List each line in the rows below that contains the string "plumage", reproducing the line in full.

-- BEGIN Data for processing --

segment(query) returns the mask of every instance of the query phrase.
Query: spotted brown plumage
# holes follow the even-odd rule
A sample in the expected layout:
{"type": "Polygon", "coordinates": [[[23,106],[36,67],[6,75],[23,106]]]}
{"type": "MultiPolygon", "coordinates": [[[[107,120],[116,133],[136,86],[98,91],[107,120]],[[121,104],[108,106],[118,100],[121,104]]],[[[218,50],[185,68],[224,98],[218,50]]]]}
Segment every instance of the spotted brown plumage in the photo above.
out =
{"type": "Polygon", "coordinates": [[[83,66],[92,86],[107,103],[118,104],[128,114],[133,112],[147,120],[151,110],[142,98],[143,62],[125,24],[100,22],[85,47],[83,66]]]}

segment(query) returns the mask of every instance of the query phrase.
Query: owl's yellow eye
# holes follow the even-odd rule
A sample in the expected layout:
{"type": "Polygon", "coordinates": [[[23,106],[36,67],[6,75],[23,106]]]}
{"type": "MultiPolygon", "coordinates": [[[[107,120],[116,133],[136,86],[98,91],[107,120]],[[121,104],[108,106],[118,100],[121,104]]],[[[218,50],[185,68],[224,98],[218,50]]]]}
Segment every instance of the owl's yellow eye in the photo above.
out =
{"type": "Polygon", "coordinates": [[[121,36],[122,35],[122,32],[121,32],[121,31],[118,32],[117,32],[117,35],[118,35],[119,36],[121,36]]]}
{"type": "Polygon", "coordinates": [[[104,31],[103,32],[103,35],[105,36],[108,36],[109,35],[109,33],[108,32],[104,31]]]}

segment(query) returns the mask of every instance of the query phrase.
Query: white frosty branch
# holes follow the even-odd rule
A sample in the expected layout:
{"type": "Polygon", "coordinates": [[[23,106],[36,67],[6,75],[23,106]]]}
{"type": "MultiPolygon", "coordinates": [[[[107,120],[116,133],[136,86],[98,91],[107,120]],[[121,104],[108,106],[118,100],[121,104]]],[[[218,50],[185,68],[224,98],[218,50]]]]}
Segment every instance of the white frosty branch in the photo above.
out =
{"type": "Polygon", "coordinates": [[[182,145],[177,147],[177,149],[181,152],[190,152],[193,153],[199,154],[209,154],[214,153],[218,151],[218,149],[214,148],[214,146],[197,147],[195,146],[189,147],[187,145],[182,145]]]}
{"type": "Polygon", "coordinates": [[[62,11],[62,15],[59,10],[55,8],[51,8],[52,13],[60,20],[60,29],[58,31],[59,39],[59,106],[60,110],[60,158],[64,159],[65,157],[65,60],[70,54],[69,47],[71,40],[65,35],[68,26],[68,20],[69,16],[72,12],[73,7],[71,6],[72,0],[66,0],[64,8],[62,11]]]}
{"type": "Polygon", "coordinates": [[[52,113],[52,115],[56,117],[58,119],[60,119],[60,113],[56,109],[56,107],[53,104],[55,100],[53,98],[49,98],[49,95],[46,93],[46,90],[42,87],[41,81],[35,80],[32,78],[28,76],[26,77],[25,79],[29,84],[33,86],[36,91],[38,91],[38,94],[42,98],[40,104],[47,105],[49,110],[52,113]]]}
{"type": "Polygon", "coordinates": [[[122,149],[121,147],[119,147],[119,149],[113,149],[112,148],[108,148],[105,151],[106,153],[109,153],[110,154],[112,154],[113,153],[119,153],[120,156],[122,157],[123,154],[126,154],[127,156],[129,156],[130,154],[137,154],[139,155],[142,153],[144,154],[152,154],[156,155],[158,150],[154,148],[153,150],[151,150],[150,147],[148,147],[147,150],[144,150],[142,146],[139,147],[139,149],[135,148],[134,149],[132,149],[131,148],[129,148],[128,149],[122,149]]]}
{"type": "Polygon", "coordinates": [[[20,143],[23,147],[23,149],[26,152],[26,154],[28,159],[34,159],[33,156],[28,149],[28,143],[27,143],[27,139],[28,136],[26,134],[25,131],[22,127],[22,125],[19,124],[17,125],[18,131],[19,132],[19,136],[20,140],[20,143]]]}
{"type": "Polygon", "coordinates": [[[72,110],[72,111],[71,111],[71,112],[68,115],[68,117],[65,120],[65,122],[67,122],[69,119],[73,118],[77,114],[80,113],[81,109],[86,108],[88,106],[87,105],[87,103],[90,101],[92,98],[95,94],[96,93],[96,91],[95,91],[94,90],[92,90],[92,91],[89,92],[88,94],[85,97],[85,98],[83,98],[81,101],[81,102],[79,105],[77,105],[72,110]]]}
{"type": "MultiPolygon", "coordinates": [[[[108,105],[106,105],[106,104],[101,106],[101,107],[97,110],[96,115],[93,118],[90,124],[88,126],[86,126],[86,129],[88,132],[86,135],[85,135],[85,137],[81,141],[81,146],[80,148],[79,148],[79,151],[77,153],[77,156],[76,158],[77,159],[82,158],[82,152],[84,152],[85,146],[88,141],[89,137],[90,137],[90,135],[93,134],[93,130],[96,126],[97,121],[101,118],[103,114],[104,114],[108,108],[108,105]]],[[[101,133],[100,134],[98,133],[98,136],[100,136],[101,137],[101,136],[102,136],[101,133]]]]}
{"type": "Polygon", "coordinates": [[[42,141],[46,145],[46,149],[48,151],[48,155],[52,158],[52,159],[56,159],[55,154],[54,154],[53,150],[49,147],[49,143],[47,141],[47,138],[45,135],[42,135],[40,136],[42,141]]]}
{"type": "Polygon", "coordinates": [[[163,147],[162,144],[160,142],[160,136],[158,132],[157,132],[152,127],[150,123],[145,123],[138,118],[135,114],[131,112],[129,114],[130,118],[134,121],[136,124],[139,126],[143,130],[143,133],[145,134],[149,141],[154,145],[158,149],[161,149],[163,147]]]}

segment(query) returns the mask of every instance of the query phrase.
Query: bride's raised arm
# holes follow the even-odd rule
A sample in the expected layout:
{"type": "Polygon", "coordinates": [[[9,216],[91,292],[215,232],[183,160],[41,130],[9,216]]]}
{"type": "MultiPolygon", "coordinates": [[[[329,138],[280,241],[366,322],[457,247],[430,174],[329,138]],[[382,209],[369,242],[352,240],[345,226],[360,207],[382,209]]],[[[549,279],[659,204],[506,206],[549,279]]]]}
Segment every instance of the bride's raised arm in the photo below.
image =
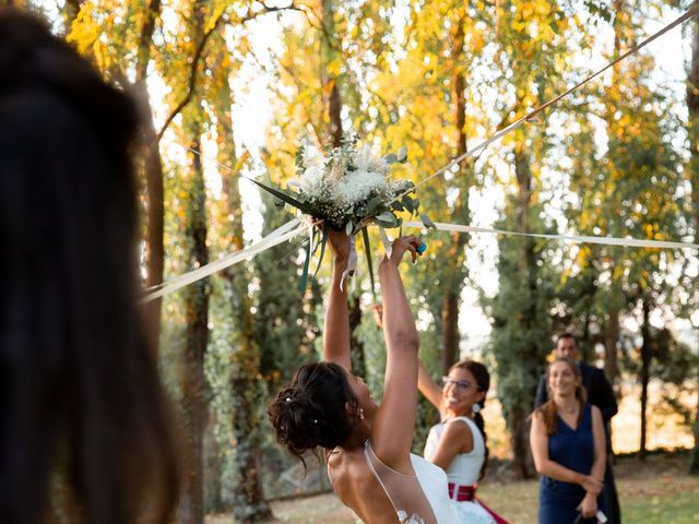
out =
{"type": "Polygon", "coordinates": [[[391,258],[384,259],[379,267],[387,362],[383,400],[374,421],[371,437],[378,457],[401,473],[412,473],[410,449],[417,407],[419,338],[399,265],[406,251],[415,261],[420,243],[413,236],[399,238],[393,242],[391,258]]]}
{"type": "Polygon", "coordinates": [[[340,288],[342,274],[350,259],[350,237],[344,231],[329,230],[328,243],[332,252],[333,267],[323,330],[323,360],[339,364],[351,370],[347,283],[345,282],[343,288],[340,288]]]}

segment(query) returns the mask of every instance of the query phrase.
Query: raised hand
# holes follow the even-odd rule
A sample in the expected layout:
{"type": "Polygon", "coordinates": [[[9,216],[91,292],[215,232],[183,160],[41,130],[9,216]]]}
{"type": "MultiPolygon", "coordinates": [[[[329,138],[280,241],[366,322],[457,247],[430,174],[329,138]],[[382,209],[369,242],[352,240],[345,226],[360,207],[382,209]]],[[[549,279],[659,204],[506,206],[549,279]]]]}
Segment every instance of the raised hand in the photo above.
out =
{"type": "Polygon", "coordinates": [[[592,475],[584,475],[580,481],[580,486],[582,486],[585,491],[596,497],[602,491],[604,483],[594,478],[592,475]]]}
{"type": "Polygon", "coordinates": [[[588,492],[578,509],[583,519],[592,519],[597,513],[597,497],[588,492]]]}
{"type": "Polygon", "coordinates": [[[328,243],[335,259],[347,260],[350,258],[350,236],[343,231],[334,231],[328,228],[328,243]]]}
{"type": "MultiPolygon", "coordinates": [[[[423,242],[420,241],[420,239],[414,235],[396,238],[395,240],[393,240],[393,250],[391,252],[391,258],[388,259],[388,262],[391,262],[398,266],[401,263],[403,254],[405,254],[406,251],[410,251],[411,258],[413,262],[415,262],[417,260],[417,257],[422,254],[417,251],[417,248],[419,248],[422,243],[423,242]]],[[[384,261],[387,260],[384,259],[384,261]]]]}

-- END Data for processing --

▶ [Reply]
Query: spotted brown plumage
Segment every instance of the spotted brown plumage in the photo above.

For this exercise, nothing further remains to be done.